:: WHAT IS ASKED ::
**A.** In the account of ICE's operation in Maine, do these statements agree with the text? (i) ICE agents swarmed between Portland and Biddeford, which are 17 miles apart. (ii) The January 26 organizing call brought together around 300 people. (iii) The mass meeting was set for February 7. Answer yes or no for each, quoting the words of the text that decide it.
**B.** Carry on the account of ICE's operation in Maine, picking up after its final sentence.

:: DOCUMENT EXCERPT ::
◇ ◇ ◇ ◇ ◇
ICE announced that its reign of terror would begin on Martin Luther King Day, January 19. However, Mother Nature stepped in to give us another day to prepare by blanketing the state with 18 inches of snow. That time was critical as it gave us an extra day to put rapid response networks in place.
On January 20, all hell broke loose. Hundreds of ICE agents swarmed between Portland and Biddeford, 17 miles away. They invaded neighborhoods, dragged workers off roofing jobs, forced schools into lockdown, and blatantly racially profiled drivers, pulling over Black and Brown people at will. They detained custodians, construction and restaurant workers, school employees, and pastors. They even abducted a Cumberland County Jail guard and the father of a premature newborn when he went to check on his other kids at home.
Agents raced through the streets, breaking speed limits and driving recklessly. They threatened and mocked verifiers and rapid responders. They followed activists home and called them terrorists. They did not commit as much violence as in Minneapolis, but the stage was set and they were clearly itching to do so.
Between January 20 and 24, ICE claimed to have kidnapped 206 people. The obviously random and racist dragnet led all of Maine’s highest elected leaders to denounce their actions. The governor called them provocateurs, the attorney general opened an ICE abuse tip line, the Cumberland County Sheriff called them “bush league,” and the mayors of Lewiston and Portland directed their police not to cooperate — although Portland police did arrest peaceful protesters.
In the middle of that week, No ICE for Maine organizers made two decisions. First, we would organize a mass meeting of thousands, set for February 7, to unveil plans for major escalations if ICE did not retreat by then. We had no expectation that they would, so this was a mechanism to focus the resistance on mass, nonviolent tactics to reduce the risk that ICE would kill one of us and to find a level to impede their operation.
Second, we helped convene an organizing call with labor, clergy, immigrant-led organizations, and progressive community groups on January 26. This call brought together around 30 people in key places. We expected ICE would expand its operations from the Portland area, so this communication with statewide organizations sought to share what we were learning in the Portland area and to talk through the February 7 plan.
No Mood to Back Down
At the end of week one, ICE had succeeded in inflicting real damage and sowing terror among our immigrant neighbors — thousands of workers stayed home and attendance dropped dramatically in many schools — but it had not broken their resolve. And the broader movement, although fearful that ICE would escalate its violence, was standing squarely on its two feet and was in no mood to back down.
In fact, Alex Pretti’s murder on January 24 set the stage for an expansion of the movement, as restaurant and entertainment workers and small businesses announced plans for a January 30 strike in solidarity with Minneapolis and high school students planned to walk out or boycott classes. If the tactics of “We go where they go” and “Mutual aid” were most important during weeks one and two, “Mass, nonviolent direct action” a la Martin Luther King were coming into focus for week three.
◇ ◇ ◇ ◇ ◇
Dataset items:
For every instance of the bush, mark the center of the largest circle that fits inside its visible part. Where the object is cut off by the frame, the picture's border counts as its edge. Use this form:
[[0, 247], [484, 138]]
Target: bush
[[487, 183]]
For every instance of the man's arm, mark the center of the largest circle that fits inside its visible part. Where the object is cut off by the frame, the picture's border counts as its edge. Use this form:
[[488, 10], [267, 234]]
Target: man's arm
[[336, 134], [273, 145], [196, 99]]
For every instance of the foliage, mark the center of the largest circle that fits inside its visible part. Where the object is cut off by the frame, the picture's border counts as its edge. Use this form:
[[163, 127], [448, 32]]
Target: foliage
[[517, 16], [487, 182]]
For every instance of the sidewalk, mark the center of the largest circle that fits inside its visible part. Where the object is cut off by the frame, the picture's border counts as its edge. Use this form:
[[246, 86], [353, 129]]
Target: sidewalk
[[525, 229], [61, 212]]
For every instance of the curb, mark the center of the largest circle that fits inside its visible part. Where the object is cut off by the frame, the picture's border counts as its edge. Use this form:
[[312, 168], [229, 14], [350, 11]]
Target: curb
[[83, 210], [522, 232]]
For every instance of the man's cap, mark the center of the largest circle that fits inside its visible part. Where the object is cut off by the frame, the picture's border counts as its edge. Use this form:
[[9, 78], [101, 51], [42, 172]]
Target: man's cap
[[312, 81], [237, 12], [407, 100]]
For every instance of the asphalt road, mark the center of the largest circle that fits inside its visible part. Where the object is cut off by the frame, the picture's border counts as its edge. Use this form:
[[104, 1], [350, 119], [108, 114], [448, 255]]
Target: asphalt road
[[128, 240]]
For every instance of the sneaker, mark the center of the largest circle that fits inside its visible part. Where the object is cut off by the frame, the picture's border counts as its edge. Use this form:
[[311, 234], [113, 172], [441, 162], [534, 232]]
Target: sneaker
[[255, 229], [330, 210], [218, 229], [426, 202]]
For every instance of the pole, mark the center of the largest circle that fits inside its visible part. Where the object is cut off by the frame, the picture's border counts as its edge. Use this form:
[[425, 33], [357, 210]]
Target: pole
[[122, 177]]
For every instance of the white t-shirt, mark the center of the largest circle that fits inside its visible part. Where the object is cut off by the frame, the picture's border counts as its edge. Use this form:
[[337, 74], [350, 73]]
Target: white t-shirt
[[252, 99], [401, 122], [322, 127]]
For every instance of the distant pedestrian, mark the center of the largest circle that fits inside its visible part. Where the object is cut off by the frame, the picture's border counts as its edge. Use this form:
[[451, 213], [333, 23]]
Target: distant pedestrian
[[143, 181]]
◇ ◇ ◇ ◇ ◇
:: TASK RESPONSES ::
**A.**
(i) Yes: "Hundreds of ICE agents swarmed between Portland and Biddeford, 17 miles away."
(ii) No: "This call brought together around 30 people in key places."
(iii) Yes: "we would organize a mass meeting of thousands, set for February 7"

**B.**
ICE Stands Down
But then something remarkable took place. Starting on January 26, rapid responders and verifiers noticed a significant reduction in ICE activity. I believe some combination of the’ heroism in Minneapolis, our own determination to defend Maine, and the potential collapse of Senator Collins’s reelection chances — with the rise of left-wing firebrand Graham Platner’s campaign — led the Trump administration to blink.
Before dawn on January 29, Collins announced that ICE’s “enhanced enforcement” operation was ending. While no one believes her as far as they can throw her, ICE did retreat.
Nonetheless, January 30 was the single largest day of united action to date. The participants from the statewide organizers’ meeting on January 26 put together a morning press conference in which politicians, clergy, unions, organizers, immigrant-led organizations, and community groups all pledged mutual support for taking action. Thousands of students walked out or boycotted classes in more than a dozen towns. Twenty-five hundred people marched in Portland and 175 businesses shut down for the day in solidarity.
Now we’re dealing with the aftermath. We demand the return of each and every one of our neighbors and we are calling on the governor to enact an eviction moratorium and provide funding for lost wages and back rent. Meanwhile, educators are helping students transition back to school, the Maine Solidarity Fund is raising money to cover bail and legal costs, the Immigrant Legal Advocacy Project has staffed up and is representing many of those detained, and School Watch volunteers are moving into mutual aid and plans for the next round.
ICE and CBP are not gone. We expect them to plan kidnapping operations, but most likely in ways that make it harder for us to respond. They are cowards, so they will work at night and in more rural areas. They will hunt our friends. And we must prepare that they will come back in force if Trump wakes up on the wrong side of the bed. But we are better organized, more determined, and wiser. A keen awareness of the damage the immigrant community has suffered tempers any mood of confidence and celebration.
On Saturday, February 7, No ICE for Maine pivoted. What was going to be a mass meeting of thousands to announce escalation plans against ICE turned into a skill share and training day for 400 organizers. That day was marked by a determination to drive ICE out of Maine for good. In addition to the pressure of rapid response and mutual aid—ICE and CBP detained 17 farmworkers and a Brunswick High graduate as this article was written—No ICE for Maine and the larger cooperating forces have to think through our strategic focus as well as our internal and inter-organizational structures in the coming weeks. Although it is very difficult to do so, coming to working agreements around these medium and long-term questions cannot be postponed indefinitely.
ICE must be abolished. At the same time, no one wants to go back to the status quo. As one union organizer put it, “ICE out! Healthcare and housing in!” Intentionally strengthening our bonds and our mutual solidarity will take persistence, organizations will have to develop trust, and we will make — and have made — our fair share of mistakes. But Maine is in the fight and we’re not backing down.
***
This article originally appeared in The Call, and is reprinted here with permission of the author and publication.
The post Maine Forces ICE to Retreat appeared first on Pine & Roses.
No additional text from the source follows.